Instructions for the task – From the line that has "In the photo above, where can the baby's face" down to the final line of the listing below, transcribe every line exactly, and only those.

Given entries –
═══
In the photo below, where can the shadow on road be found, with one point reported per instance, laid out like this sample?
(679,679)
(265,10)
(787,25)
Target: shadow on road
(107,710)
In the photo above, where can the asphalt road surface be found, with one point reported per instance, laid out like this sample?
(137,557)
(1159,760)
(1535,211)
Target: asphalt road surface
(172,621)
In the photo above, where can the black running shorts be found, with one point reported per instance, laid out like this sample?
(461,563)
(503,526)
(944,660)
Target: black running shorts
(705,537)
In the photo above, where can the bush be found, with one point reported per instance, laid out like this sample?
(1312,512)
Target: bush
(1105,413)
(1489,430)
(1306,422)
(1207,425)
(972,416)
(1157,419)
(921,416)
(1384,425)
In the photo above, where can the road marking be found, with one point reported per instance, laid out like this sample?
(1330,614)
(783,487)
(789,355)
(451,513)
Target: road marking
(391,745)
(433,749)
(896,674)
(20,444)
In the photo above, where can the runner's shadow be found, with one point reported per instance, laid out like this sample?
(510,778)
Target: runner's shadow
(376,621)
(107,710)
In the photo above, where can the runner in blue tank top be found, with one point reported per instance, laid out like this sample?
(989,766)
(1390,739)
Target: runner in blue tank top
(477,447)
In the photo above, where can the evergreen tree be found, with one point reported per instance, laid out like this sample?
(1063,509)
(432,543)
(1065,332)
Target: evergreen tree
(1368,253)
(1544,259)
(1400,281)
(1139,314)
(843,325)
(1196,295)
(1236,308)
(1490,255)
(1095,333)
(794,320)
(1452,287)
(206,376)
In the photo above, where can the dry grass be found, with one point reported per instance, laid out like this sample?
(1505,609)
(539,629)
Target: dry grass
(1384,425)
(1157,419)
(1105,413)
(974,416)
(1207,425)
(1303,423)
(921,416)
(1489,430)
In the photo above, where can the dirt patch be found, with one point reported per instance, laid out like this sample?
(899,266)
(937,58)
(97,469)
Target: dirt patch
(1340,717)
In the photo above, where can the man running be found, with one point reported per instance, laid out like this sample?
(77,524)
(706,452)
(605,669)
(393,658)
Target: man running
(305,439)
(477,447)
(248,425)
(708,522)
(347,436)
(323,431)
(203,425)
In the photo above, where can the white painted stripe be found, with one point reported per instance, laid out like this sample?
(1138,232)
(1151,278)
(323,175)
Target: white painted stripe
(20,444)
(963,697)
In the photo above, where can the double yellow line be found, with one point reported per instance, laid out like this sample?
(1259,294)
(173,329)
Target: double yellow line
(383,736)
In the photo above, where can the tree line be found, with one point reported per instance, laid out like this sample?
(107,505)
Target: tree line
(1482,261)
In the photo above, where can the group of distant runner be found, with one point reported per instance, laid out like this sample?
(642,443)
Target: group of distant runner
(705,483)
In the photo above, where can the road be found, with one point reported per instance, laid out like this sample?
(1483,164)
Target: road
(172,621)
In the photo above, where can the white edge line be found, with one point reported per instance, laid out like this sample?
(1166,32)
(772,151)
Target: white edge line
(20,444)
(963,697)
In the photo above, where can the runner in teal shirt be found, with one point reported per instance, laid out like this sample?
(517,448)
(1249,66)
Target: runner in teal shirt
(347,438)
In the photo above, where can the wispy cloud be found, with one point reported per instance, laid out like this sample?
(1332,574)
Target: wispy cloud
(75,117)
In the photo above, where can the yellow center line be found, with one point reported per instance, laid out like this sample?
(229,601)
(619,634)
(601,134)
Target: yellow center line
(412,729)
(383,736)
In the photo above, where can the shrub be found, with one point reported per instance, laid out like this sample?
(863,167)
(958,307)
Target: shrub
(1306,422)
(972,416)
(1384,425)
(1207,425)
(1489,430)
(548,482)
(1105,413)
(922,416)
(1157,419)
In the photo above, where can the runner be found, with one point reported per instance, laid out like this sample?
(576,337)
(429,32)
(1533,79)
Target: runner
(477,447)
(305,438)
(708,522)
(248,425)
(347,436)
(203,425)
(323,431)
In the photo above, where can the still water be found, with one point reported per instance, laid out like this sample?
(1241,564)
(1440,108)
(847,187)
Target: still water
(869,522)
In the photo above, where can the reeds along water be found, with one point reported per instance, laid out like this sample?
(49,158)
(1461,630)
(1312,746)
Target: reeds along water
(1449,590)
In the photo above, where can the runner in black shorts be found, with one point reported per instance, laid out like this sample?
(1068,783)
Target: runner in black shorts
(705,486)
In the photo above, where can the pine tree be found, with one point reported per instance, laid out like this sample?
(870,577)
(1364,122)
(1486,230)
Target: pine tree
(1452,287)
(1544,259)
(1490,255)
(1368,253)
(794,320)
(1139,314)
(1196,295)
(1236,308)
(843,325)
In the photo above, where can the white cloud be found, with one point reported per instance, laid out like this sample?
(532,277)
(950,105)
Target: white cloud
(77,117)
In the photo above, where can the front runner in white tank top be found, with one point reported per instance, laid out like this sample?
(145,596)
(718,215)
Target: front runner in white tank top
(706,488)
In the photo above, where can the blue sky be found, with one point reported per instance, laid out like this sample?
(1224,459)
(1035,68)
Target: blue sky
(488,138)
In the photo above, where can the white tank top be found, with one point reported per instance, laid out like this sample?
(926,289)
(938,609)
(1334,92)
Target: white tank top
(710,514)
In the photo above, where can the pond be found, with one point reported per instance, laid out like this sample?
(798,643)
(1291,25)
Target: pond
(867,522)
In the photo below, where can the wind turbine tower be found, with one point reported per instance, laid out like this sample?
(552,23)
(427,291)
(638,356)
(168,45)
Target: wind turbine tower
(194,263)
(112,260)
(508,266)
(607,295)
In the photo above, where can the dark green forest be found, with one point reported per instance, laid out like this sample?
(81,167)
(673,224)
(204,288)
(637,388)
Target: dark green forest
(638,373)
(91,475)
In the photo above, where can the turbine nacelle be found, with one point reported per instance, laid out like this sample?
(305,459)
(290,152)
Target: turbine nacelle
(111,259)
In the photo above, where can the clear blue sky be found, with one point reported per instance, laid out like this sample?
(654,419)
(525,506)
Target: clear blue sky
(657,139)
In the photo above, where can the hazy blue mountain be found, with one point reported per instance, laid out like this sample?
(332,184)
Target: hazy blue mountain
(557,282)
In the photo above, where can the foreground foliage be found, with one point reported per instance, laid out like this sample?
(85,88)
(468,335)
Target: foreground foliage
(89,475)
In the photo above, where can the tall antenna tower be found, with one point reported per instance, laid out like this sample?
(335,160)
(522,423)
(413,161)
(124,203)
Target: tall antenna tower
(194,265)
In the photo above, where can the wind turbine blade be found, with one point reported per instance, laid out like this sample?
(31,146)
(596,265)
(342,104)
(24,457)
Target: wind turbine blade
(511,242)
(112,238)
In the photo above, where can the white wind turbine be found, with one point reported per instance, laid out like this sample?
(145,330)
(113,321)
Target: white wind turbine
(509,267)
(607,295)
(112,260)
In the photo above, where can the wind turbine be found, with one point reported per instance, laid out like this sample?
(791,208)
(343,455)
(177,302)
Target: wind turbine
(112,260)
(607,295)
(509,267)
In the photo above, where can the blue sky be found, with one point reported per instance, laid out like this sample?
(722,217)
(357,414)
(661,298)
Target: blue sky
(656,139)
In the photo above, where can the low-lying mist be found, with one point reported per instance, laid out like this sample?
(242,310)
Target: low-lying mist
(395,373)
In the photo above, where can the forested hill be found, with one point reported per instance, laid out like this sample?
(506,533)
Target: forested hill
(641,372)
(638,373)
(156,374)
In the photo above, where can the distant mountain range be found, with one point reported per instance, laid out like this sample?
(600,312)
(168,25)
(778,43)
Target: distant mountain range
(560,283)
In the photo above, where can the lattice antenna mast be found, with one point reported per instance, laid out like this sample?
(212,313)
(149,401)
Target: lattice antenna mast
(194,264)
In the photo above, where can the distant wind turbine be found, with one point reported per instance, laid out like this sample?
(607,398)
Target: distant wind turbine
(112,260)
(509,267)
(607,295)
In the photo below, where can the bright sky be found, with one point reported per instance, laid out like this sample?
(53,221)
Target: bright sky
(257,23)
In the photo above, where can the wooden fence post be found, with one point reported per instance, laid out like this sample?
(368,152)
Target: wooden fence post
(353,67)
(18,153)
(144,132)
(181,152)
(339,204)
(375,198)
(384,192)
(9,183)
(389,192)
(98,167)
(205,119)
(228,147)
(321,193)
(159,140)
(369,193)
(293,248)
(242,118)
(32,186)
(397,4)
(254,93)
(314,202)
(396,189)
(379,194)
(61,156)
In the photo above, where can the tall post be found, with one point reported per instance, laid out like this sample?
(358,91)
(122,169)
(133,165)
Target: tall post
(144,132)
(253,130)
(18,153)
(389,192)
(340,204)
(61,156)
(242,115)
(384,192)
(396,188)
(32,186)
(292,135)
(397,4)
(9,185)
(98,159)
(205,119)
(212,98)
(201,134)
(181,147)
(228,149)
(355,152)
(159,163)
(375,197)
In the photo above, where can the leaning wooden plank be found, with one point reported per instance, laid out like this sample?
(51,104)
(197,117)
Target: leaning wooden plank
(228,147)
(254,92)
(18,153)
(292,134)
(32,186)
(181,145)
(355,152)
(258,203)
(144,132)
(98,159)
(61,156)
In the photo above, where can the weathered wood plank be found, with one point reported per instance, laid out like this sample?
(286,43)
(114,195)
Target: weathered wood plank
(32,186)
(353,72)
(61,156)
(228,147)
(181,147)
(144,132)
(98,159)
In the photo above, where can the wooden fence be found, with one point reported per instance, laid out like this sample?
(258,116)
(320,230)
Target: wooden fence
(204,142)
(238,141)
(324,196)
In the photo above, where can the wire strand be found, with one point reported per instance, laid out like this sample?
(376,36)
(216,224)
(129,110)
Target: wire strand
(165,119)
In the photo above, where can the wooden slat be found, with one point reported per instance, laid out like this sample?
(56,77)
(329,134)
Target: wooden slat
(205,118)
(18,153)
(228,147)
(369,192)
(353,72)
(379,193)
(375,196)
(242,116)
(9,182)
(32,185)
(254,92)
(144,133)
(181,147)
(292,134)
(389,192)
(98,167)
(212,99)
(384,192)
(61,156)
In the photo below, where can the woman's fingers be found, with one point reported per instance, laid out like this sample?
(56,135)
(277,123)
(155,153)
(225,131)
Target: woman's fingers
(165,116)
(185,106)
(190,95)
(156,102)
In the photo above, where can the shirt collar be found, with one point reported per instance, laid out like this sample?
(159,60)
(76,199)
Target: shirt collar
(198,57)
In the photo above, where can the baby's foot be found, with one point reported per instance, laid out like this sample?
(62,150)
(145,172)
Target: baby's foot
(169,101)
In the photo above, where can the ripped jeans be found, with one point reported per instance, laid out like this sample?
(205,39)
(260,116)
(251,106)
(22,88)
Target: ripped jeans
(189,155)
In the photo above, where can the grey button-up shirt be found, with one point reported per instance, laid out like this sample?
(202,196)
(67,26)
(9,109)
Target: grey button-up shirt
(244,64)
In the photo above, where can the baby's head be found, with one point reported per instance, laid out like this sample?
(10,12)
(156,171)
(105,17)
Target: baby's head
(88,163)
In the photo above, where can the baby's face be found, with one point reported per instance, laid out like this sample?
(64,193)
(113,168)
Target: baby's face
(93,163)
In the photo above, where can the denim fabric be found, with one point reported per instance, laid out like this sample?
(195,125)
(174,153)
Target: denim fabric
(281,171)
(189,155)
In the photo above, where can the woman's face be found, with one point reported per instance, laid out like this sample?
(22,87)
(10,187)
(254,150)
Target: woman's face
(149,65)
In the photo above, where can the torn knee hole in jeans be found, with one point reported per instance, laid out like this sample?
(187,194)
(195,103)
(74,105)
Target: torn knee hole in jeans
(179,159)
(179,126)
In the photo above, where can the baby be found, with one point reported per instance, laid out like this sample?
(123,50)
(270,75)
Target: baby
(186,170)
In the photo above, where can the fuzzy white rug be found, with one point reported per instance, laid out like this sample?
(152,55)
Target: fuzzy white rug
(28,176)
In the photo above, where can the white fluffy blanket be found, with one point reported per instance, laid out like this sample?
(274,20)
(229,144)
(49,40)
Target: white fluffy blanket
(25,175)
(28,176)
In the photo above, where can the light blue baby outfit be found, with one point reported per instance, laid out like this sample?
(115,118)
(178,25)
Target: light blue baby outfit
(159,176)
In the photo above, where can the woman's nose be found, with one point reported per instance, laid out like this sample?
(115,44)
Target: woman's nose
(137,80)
═══
Full output –
In the photo above, where can the baby's face be found, with one point reported per instance, laid out like this sample?
(64,193)
(113,168)
Target: baby's face
(93,163)
In the photo above, where can the denim fabric be found, with one point reported per instance, laid out like this sample?
(195,125)
(174,153)
Target: denim fabric
(281,171)
(189,155)
In the photo above, where can the woman's face be found, with one point reported per instance, laid out like this sample?
(22,87)
(10,187)
(254,150)
Target: woman's face
(149,65)
In the photo above, where can the torn knee hole in jeans be found, with one point reported per instance, laid out like this sample?
(187,194)
(195,103)
(74,105)
Target: torn knee hole in jeans
(179,159)
(179,126)
In the photo above, where can the baby be found, with one point reported per instance, laid out like this sample?
(123,50)
(270,75)
Target: baby
(186,170)
In the photo above, where can the fuzzy white rug be found, with one point reported per instance, laid out like this sample?
(152,55)
Target: fuzzy white rug
(28,176)
In the photo above, where can the white fluffy blanket be found, with one point reported per instance, laid out like this sample?
(274,20)
(229,144)
(49,40)
Target: white fluffy blanket
(25,175)
(28,176)
In the photo above, where can the light blue baby outfit be found, with one point reported per instance, laid out like this sample?
(115,118)
(178,25)
Target: light blue baby outfit
(159,176)
In the photo above, where can the woman's nose be found, with one point reported per instance, laid out like this sample?
(115,44)
Target: woman's nose
(137,80)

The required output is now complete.